For each statement, say yes or no to whether it agrees with the Crofelemer text, and quote the text's deciding words exactly: 1. Napo's deal with Asiapharm in China was signed on June 15. 2. Trine Pharmaceuticals is testing Crofelemer as a treatment for acute infectious diarrhea in children. 3. Crofelemer works by slowing the flow of material through the intestine.

=== TEXT ===
• • • •

Last Thursday, Napo announced a deal with Glenmark in India to develop and commercialize Crofelemer as a pediatric and acute infectious diarrhea treatment. Napo signed a similar deal on June 15 with Asiapharm in China.Great break through for the trots. Didnt realize that this was an issue, and was a lack of this type of medicine.
The deals bypass the typical pharmaceutical approach: Target rich people and charge a high price. Under that model, drugs typically are available in the developing world about 15 years after they've been introduced in premium-price markets like North America and Europe, when patents have expired or companies can afford to distribute excess drugs at a loss...
... Napo is also partnering with an American company, Trine Pharmaceuticals, to test Crofelemer as a treatment for irritable bowel syndrome, which affects 15 million Americans. Trine expects to report its results in early 2006.
...Also, "anti-motility" drugs like Imodium slow down flow of material through the intestine. While this stops diarrhea, it also allows whatever toxin is causing the diarrhea to linger in the body longer, giving it an extra opportunity to infect its host. That's why children, whose immune systems are not fully developed, as well as adult patients with immune problems like AIDS, can't take anti-motility medications.
Crofelemer instead stops the flow of excess water, which makes it possibly the first effective treatment for children and AIDS patients.
Over 1 million children die from diarrhea every year in developing nations where water is often contaminated. And it's the top complaint of many AIDS patients, Berkley said.

• • • •

=== DATASET RECORDS ===
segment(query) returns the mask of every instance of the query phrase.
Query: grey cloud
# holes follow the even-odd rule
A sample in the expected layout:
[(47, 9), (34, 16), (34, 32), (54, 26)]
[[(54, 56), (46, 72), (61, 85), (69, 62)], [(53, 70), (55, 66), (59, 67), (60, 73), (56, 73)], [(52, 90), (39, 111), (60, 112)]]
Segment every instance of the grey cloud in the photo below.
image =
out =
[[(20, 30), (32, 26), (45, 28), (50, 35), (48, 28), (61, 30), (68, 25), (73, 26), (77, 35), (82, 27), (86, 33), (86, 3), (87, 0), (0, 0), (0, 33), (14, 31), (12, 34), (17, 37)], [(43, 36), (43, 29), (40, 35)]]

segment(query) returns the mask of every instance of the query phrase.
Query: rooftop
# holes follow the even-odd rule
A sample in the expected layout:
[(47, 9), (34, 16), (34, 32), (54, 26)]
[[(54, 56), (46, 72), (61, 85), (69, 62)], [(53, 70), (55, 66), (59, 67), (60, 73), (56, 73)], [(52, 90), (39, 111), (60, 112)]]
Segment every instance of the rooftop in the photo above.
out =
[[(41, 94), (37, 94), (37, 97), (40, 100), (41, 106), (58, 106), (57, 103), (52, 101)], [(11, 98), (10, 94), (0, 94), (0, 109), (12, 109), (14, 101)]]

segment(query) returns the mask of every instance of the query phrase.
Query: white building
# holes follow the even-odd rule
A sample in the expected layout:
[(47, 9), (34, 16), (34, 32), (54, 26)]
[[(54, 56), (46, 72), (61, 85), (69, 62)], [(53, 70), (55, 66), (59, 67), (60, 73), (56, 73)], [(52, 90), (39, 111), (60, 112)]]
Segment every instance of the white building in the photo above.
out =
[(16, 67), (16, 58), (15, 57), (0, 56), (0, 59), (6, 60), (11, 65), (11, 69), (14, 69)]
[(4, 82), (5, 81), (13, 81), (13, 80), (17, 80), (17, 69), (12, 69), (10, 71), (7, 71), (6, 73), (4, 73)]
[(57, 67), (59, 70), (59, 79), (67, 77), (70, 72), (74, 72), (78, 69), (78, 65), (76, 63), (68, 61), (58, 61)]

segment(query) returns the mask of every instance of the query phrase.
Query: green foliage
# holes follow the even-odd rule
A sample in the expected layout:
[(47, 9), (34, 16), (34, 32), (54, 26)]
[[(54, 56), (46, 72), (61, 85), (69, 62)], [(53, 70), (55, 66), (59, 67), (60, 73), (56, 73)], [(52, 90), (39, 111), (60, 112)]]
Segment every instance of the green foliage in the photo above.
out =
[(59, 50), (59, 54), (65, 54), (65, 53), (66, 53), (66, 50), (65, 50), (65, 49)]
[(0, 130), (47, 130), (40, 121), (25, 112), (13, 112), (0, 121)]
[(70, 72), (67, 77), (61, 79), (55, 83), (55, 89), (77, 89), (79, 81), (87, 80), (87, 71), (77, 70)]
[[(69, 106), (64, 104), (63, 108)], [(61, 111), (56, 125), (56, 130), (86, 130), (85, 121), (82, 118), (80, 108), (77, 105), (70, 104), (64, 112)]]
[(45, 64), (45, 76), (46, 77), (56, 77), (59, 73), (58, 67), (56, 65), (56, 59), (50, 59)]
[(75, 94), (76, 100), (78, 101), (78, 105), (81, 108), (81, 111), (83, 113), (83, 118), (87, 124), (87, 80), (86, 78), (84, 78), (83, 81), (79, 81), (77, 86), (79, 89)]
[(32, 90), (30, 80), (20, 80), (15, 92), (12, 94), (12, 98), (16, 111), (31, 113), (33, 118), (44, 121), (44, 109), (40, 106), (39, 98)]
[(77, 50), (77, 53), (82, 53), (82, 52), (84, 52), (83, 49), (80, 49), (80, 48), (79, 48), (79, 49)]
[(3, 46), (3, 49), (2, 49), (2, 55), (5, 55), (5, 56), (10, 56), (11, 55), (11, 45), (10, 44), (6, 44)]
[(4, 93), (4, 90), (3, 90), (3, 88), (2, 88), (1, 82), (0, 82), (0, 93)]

• • • •

=== WORKED SOLUTION ===
1. Yes: "Napo signed a similar deal on June 15 with Asiapharm in China."
2. No: "to test Crofelemer as a treatment for irritable bowel syndrome"
3. No: "Crofelemer instead stops the flow of excess water"